Task prompt
Reproduce, word for word, the stretch of the article below on Trump's health from "The 79-year-old president" through "were used to.".

Passage shown

The 79-year-old president wouldn’t specify, but the newspaper has posted a handful of reports about his health in recent weeks. In a Nov. 25 story headlined “Shorter Days, Signs of Fatigue: Trump Faces Realities of Aging in Office,” reporters examined Trump’s public and travel schedules to conclude Americans were seeing less of him than they were used to.

A story on Dec. 2, accompanied by a video, said that Trump “appeared to be fighting sleep” during a Cabinet meeting that day.

Trump says he hasn’t slowed down

Columnist Frank Bruni discussed these reports in a Dec. 8 opinion piece headlined “Trump’s Approval Ratings Have Declined. So Has His Vigor.” Bruni wrote that Americans “might want to brace ourselves for some presidential deja vu. He’s starting to give President Joe Biden vibes.” Biden, who was in his early 80s, dropped out of the 2024 race for the White House after a disastrous debate with Trump that raised doubts about the then-incumbent’s fitness for office.

Trump, in his post, said he was history’s hardest-working president with a lengthy list of accomplishments. He said he went out of his way to do “long, thorough and very boring” medical examinations, including three cognitive tests that he “ACED.”

“The New York Times, and some others, like to pretend that I am ‘slowing up,’ and maybe not as sharp as I once was, or am in poor physical health, knowing that it is not true,” the Republican president said.

Supplied entries
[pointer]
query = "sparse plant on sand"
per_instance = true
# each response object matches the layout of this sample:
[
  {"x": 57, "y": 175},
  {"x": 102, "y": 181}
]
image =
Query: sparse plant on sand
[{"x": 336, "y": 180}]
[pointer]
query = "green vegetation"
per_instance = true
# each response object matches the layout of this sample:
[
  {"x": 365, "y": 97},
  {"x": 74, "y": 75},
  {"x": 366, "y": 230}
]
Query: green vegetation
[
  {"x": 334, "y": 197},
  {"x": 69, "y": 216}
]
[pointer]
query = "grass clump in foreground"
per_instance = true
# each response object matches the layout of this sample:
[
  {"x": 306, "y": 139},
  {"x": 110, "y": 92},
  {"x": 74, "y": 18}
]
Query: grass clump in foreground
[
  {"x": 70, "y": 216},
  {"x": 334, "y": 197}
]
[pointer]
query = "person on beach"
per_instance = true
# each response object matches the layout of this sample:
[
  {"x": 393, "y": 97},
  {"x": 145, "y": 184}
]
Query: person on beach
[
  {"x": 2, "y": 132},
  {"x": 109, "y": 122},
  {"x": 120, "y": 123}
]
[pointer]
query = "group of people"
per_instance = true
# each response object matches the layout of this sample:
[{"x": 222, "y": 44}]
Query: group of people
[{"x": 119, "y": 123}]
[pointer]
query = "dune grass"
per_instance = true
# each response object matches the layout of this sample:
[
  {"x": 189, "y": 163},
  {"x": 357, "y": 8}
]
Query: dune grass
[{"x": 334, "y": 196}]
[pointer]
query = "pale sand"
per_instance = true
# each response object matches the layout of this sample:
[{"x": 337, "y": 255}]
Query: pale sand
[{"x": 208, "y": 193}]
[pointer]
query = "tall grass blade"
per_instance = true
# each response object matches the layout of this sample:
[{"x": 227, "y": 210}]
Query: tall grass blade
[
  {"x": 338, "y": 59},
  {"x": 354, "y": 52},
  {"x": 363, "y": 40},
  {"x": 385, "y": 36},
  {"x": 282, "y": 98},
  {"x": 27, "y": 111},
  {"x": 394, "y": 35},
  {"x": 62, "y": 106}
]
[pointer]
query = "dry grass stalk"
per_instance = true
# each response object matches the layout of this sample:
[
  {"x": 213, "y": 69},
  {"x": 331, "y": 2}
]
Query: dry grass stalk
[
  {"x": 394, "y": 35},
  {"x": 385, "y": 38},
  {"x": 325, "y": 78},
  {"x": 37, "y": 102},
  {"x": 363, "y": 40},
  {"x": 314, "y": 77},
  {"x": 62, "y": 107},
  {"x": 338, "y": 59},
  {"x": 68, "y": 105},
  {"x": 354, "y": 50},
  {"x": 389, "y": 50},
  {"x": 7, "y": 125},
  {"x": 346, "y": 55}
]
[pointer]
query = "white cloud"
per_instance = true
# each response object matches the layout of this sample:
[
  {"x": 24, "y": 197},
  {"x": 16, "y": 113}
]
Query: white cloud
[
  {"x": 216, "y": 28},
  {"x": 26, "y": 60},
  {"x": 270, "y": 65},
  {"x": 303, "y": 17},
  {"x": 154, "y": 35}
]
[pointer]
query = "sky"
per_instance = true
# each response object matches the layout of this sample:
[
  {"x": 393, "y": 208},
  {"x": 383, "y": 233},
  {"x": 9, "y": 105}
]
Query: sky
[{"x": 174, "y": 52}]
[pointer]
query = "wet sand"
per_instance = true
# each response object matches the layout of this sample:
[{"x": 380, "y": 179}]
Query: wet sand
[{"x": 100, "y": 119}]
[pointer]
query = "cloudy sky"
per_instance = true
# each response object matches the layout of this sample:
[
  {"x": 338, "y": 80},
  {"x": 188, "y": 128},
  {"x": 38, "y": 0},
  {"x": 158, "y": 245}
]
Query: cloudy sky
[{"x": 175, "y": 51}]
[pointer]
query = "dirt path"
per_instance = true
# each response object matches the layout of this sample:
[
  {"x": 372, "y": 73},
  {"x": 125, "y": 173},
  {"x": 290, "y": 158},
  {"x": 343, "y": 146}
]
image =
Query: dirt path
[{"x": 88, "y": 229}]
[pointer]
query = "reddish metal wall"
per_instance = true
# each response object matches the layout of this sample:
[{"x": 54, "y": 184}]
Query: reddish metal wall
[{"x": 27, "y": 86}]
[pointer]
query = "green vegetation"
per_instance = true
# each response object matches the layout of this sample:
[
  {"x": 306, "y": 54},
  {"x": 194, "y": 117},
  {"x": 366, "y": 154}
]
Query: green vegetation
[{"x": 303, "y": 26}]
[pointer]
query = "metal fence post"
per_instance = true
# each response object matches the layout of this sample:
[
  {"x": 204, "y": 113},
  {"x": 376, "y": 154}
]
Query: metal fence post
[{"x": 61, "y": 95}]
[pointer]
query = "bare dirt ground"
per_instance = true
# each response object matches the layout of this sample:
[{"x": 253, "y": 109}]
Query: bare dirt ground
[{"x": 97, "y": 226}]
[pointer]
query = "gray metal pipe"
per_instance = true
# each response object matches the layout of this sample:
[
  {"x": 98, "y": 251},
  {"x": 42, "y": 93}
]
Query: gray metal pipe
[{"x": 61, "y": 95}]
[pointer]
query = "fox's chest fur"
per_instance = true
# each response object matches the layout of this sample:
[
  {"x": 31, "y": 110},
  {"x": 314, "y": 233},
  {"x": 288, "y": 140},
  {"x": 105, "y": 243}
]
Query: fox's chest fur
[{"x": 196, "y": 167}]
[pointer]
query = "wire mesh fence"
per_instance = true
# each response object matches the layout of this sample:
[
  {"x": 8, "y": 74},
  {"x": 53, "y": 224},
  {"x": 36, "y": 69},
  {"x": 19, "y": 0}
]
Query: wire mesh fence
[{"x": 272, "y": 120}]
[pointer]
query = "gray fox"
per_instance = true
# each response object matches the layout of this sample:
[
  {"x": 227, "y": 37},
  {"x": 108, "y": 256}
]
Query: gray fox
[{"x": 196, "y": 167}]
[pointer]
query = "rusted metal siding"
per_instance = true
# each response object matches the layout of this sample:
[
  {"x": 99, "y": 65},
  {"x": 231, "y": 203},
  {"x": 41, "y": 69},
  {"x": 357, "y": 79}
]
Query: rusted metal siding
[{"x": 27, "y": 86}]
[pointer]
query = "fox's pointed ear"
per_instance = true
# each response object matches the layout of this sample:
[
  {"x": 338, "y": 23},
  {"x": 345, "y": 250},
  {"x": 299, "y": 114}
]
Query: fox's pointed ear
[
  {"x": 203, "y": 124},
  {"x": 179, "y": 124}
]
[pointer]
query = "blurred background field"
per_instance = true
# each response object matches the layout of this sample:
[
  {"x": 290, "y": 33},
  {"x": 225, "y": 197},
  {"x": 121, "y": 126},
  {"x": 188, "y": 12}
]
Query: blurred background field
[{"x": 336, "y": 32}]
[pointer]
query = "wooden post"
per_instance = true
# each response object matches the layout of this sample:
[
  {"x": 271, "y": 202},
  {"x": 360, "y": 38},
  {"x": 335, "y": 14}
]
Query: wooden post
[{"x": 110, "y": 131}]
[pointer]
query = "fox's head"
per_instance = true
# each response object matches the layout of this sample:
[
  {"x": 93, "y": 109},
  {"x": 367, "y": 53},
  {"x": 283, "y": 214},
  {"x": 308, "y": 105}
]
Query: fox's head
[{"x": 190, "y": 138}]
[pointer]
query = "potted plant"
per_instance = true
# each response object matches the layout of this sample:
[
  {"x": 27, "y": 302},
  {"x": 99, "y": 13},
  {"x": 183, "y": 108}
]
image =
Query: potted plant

Result
The 79-year-old president wouldn’t specify, but the newspaper has posted a handful of reports about his health in recent weeks. In a Nov. 25 story headlined “Shorter Days, Signs of Fatigue: Trump Faces Realities of Aging in Office,” reporters examined Trump’s public and travel schedules to conclude Americans were seeing less of him than they were used to.